First of all, I'd say go for the 2.3. Trust me, if you prefer the 2.1 to the 1.X Series, you must know your stuff. 

Think of it like this...it's like going from an LX equipped bike to an XT equipped bike 
and that makes a HUGE difference (Shimano Tiagra VS 105/Ultegra groupset). 

It's the difference between buying a bike that you'll more likely than not upgrade (drivetrain-wise) 
to a bike that you won't HAVE TO upgrade at all (the 105/Ultegra mix on the 2.3). 
Plus, the 2.3 has a much better build & wheels. 

However, color-wise, I'd give it to the 2.1 over the 2.3 any day (but that's personal preference talking). 

The 2.3 might cost you a little bit more now, but won't cost you anything more in the long run drivetrain-wise. 
You might be able to locate one for your budget as an '09 closeout.

I'm assuming you're considering '09 bikes when I gave you those specs.

■ INFORMATION SUPPLIED
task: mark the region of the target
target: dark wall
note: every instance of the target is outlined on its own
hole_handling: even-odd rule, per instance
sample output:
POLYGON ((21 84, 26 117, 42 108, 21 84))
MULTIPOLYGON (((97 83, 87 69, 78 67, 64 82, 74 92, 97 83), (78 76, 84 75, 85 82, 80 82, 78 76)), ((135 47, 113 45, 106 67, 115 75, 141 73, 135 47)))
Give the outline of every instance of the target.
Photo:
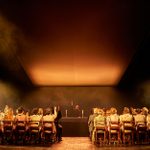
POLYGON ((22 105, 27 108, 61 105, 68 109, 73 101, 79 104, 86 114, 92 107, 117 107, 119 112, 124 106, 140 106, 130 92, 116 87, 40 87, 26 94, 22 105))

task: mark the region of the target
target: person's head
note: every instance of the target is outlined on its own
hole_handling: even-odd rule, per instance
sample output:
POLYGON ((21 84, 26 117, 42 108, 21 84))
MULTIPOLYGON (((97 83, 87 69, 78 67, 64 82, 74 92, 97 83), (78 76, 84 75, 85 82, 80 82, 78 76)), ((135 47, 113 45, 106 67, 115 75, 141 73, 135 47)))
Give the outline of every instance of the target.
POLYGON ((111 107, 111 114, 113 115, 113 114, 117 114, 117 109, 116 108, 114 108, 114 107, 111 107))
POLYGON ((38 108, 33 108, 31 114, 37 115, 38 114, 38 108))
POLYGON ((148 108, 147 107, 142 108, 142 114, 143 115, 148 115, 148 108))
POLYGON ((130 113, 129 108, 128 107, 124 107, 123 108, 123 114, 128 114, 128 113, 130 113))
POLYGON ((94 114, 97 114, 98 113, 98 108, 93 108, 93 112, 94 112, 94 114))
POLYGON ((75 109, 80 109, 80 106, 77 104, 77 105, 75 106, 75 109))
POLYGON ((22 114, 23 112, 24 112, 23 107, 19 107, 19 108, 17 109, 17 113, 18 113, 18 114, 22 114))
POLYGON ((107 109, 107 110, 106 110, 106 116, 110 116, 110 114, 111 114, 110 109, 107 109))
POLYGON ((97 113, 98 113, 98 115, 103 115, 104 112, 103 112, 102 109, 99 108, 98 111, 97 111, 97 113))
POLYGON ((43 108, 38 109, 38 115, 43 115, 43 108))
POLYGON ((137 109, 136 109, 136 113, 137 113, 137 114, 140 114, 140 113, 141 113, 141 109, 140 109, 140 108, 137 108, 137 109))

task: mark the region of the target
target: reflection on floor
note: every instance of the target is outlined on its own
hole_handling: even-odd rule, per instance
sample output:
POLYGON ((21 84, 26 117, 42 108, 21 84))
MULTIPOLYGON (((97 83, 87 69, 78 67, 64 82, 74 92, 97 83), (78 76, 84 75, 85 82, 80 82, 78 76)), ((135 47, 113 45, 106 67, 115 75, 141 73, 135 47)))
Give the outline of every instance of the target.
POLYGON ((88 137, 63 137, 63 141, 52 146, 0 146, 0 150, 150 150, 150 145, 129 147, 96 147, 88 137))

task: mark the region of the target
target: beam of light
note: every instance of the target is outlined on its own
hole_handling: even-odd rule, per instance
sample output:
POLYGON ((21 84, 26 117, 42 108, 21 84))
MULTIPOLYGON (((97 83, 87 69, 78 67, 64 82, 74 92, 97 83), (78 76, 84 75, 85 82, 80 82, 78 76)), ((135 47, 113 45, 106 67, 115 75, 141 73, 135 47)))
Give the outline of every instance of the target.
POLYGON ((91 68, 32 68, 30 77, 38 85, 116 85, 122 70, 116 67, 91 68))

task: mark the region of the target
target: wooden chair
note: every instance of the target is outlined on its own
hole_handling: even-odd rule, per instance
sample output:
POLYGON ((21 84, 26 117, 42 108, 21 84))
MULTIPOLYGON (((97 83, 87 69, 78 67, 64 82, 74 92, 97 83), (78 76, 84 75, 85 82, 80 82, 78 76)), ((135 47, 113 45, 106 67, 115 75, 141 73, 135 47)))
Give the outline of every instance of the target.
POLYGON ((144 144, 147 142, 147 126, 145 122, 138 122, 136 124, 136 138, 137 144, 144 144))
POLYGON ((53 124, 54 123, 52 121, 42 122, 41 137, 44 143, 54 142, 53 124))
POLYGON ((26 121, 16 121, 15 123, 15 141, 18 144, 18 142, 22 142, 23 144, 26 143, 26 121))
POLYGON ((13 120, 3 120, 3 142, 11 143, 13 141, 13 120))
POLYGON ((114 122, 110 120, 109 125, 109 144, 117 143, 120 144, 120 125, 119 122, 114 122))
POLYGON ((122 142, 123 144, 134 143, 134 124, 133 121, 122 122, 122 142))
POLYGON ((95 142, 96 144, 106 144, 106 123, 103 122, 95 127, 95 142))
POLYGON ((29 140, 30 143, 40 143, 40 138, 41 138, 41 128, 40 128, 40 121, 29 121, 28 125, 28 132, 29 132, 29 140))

* * *

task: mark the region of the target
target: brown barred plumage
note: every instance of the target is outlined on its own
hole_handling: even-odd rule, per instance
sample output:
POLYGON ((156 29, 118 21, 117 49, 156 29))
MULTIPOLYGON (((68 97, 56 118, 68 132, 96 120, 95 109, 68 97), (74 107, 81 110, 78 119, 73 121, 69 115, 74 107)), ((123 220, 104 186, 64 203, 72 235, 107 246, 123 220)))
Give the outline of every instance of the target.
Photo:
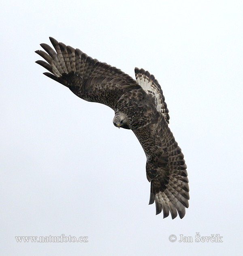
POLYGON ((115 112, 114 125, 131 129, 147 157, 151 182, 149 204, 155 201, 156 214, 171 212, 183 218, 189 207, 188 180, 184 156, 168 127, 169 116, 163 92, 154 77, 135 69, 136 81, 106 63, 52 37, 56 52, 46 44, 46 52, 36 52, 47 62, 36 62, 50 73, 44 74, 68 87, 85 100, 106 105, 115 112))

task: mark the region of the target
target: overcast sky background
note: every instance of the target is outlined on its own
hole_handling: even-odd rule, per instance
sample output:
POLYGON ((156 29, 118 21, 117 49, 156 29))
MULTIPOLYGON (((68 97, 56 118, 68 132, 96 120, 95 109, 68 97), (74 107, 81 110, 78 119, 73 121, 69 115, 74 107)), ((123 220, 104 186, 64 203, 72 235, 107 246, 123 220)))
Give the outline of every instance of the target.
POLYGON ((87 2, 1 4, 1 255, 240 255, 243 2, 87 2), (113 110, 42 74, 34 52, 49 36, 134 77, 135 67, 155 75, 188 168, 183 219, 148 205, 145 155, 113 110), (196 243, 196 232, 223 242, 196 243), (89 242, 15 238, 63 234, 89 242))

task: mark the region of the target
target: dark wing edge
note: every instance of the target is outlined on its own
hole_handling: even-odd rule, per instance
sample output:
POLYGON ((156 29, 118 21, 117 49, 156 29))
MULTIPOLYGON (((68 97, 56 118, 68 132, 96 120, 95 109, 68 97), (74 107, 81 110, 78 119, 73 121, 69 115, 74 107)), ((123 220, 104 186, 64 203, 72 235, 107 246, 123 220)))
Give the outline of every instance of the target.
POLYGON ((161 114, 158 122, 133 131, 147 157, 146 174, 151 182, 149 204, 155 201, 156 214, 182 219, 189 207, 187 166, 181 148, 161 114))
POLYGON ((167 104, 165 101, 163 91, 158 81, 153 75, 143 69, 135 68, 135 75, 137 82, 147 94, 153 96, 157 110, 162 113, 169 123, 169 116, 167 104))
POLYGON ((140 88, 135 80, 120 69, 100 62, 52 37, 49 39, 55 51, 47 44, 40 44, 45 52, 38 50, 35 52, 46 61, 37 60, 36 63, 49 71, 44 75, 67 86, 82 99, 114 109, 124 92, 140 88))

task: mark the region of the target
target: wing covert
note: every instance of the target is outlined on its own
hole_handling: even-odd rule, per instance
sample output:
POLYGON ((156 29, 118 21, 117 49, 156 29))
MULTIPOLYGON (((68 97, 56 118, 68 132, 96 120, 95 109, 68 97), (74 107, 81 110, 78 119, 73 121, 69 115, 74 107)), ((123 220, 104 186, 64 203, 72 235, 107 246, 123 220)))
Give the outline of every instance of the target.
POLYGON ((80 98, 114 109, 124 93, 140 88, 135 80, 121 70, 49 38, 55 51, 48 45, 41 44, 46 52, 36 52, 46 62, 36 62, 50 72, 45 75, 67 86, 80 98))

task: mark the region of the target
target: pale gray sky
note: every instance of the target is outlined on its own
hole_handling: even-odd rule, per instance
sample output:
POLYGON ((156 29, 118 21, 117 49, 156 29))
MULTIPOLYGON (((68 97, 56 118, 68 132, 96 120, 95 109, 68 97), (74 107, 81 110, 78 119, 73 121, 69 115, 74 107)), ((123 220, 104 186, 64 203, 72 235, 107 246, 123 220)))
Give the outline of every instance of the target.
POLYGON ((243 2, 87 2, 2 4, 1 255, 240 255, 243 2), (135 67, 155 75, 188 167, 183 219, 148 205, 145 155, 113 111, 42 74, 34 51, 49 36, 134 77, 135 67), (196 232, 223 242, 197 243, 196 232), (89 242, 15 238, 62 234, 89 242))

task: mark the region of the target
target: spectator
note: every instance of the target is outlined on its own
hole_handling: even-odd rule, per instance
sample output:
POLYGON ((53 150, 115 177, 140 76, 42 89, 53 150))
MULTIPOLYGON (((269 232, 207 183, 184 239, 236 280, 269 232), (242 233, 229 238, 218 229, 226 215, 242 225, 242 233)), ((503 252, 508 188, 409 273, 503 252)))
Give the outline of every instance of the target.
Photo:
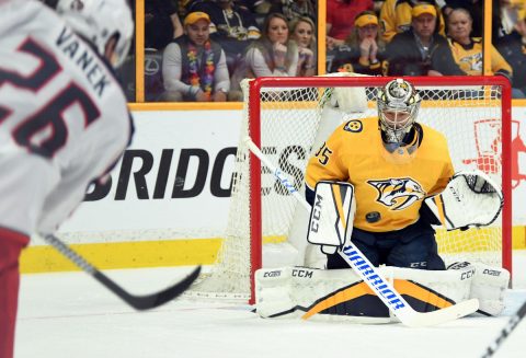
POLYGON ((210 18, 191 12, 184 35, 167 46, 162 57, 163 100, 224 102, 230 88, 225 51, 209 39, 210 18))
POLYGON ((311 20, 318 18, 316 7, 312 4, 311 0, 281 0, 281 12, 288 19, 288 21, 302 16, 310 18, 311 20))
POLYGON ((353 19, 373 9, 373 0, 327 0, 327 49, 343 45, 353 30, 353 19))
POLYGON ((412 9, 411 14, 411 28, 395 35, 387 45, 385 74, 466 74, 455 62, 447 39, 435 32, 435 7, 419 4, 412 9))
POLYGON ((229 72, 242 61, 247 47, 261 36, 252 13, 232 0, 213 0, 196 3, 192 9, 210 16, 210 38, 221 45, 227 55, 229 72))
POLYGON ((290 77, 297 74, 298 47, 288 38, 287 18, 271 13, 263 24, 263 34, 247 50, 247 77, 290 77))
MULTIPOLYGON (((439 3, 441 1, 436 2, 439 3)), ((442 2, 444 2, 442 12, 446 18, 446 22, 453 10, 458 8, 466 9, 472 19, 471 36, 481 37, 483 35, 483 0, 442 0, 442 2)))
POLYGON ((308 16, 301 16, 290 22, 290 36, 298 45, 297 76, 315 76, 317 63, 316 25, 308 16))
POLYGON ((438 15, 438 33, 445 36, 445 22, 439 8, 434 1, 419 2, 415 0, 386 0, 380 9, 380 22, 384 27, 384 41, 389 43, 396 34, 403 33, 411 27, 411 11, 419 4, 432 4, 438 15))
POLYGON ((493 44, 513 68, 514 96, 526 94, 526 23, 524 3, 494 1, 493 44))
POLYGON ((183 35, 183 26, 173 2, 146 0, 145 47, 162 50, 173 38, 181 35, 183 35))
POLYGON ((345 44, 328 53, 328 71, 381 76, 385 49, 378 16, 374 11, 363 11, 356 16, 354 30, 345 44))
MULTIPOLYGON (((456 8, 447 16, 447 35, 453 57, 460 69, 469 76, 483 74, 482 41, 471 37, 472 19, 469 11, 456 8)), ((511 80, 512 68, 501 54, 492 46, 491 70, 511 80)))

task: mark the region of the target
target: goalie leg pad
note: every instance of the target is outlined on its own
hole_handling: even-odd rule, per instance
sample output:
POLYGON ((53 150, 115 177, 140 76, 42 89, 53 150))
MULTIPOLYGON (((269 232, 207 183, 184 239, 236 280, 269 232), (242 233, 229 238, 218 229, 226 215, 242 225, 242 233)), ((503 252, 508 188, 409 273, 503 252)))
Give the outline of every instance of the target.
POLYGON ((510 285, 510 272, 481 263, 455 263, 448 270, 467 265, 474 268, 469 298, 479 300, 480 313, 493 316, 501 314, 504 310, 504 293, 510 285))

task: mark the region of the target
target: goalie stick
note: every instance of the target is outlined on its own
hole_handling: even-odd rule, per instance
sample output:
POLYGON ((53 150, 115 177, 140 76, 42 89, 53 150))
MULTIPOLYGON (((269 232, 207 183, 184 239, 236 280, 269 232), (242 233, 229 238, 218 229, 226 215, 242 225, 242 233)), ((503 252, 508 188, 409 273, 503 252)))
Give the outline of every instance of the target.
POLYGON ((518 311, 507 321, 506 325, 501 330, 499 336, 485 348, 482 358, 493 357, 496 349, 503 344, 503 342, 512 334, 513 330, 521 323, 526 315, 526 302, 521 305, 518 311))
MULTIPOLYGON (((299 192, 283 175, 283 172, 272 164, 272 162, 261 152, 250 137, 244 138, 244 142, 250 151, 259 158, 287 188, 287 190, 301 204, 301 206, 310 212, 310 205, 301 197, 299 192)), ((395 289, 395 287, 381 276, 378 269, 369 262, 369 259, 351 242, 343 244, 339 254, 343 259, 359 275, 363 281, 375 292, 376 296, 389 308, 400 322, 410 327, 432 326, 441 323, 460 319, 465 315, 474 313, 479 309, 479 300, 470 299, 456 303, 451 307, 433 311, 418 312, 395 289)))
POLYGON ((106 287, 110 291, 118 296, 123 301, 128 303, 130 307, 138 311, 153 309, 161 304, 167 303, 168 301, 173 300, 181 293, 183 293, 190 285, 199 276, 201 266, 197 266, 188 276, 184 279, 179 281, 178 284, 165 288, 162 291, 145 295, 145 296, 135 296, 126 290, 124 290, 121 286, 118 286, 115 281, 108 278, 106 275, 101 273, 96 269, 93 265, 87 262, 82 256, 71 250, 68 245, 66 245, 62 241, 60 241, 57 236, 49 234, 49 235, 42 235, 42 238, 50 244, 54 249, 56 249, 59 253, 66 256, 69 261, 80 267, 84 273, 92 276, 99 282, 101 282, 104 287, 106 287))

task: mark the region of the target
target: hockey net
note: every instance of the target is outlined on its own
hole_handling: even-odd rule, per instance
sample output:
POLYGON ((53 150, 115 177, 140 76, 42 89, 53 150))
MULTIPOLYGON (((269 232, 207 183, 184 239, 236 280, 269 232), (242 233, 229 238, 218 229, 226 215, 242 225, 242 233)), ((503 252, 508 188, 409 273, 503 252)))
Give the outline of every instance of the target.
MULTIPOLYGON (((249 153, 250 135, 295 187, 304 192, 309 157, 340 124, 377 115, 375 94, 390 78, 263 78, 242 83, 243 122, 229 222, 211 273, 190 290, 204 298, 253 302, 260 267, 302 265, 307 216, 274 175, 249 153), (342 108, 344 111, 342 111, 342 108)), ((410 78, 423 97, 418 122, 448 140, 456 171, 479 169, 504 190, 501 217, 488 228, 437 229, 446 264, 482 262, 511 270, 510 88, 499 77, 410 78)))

==

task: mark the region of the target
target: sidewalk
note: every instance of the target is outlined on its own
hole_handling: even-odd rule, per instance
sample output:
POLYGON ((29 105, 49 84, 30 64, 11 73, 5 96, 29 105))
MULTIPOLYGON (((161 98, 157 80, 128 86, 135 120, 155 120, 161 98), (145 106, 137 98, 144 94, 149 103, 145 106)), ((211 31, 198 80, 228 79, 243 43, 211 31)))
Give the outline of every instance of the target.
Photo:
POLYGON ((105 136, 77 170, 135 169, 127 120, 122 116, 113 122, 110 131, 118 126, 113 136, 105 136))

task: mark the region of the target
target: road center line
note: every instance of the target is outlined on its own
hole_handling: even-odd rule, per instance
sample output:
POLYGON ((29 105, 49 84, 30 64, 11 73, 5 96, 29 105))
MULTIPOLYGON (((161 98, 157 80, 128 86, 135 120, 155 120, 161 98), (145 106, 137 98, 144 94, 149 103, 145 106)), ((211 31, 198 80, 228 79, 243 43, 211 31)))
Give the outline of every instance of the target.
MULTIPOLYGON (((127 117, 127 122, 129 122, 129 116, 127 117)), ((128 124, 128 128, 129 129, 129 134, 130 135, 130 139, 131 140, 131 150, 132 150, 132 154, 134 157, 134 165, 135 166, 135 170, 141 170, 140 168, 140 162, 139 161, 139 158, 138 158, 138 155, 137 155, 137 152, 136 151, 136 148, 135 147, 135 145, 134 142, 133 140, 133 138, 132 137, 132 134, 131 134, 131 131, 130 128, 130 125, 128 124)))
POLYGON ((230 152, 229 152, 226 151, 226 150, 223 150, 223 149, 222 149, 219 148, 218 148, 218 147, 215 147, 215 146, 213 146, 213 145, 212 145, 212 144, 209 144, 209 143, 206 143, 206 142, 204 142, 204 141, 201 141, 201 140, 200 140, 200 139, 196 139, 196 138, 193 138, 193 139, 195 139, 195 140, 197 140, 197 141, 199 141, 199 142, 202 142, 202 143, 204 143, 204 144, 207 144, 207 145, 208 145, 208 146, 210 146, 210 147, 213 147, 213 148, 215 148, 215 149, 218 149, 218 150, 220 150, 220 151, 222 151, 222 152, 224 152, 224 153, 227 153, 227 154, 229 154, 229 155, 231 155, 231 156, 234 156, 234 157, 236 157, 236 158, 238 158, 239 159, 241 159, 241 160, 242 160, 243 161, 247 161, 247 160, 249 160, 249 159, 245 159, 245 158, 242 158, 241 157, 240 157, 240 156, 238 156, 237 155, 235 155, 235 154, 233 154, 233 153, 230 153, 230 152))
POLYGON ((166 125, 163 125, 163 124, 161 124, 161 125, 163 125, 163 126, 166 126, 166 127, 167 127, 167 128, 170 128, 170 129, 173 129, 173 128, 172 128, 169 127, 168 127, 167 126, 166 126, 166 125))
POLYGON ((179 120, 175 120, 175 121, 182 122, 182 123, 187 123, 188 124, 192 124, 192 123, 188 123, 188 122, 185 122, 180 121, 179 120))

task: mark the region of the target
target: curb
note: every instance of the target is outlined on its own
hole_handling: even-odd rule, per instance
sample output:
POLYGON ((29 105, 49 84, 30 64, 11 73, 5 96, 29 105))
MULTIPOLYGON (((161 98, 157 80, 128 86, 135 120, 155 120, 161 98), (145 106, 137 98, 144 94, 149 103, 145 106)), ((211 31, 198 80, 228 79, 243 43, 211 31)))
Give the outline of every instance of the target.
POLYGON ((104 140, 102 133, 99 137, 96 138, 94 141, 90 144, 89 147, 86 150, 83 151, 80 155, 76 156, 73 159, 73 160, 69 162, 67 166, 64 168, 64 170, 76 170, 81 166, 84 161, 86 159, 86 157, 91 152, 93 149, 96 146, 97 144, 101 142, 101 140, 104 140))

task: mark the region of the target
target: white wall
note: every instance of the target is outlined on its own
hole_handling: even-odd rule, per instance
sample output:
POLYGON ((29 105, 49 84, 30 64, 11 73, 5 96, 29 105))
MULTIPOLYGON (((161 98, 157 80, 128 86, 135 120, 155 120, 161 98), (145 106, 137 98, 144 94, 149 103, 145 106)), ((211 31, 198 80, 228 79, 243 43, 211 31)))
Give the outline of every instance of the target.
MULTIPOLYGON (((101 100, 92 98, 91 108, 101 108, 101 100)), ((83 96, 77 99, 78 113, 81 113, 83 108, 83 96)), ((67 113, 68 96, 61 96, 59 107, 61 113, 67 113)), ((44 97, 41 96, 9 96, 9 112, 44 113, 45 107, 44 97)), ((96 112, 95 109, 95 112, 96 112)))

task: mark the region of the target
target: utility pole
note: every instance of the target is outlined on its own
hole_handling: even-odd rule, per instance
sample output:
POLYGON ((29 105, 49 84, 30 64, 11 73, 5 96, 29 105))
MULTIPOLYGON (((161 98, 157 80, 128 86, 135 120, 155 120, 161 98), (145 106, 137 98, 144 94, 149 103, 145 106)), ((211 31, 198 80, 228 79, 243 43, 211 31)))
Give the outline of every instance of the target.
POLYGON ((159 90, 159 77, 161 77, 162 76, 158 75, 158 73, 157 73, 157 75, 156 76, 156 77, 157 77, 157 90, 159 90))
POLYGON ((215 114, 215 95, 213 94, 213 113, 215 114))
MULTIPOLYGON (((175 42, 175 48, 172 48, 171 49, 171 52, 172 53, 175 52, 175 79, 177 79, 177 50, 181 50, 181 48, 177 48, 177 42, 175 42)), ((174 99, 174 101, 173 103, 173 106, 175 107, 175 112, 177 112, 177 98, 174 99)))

■ WHAT TO DO
1. In the forum post comparing the 2.1 and 2.3 bikes, which groupset mix does the 2.3 have?
2. Continue the forum post comparing the 2.1 and 2.3 bikes from the point where it stops.

■ EXPECTED ANSWERS
1. The 2.3 has a 105/Ultegra mix.

2.
----------



## roadmountain

To be honest, I have a strong preference for the esthetics of the 2.1 '09 rather than the 2.3 '09. I know, but that's the way it is. The 2010 2.1 looks pretty sharp too. The 2010 2.3 is pushing it on price to be sure.


----------



## 2ndGen

roadmountain said:


> To be honest, I have a strong preference for the esthetics of the 2.1 '09 rather than the 2.3 '09. I know, but that's the way it is. The 2010 2.1 looks pretty sharp too. The 2010 2.3 is pushing it on price to be sure.


Actually, I agree. And while the 2.3 is superior build-wise, I love the 2.1's color scheme.
All the specs I gave you are for the 2009's (if I didn't mention it).


----------



## nrg4isu

2ndGen said:


> I'm a champion of the Trek 1.5.
> 
> If I were going for a 2.X Series, I'd go with the 2.3.
> 
> Why? Both the 1.5 and the 2.3 get great reviews from bike mags (the 1.5 won Best Entry Level Road Bike by Bicycling in '09 and is currently an editor's choice for '10).
> 
> As for the 1.X vs 2.X Series discussion...that will depend on you really.
> I went with the lowest series because I always knew I'd upgrade to a $3K bike eventually.
> I don't personally buy by components groups on bikes I'm going to upgrade anyway.
> If you know enough now to know that this will be a very long term bike,
> then I'd definitely say go for the 2.X bike. It's an excellent bike (as is the 1.5).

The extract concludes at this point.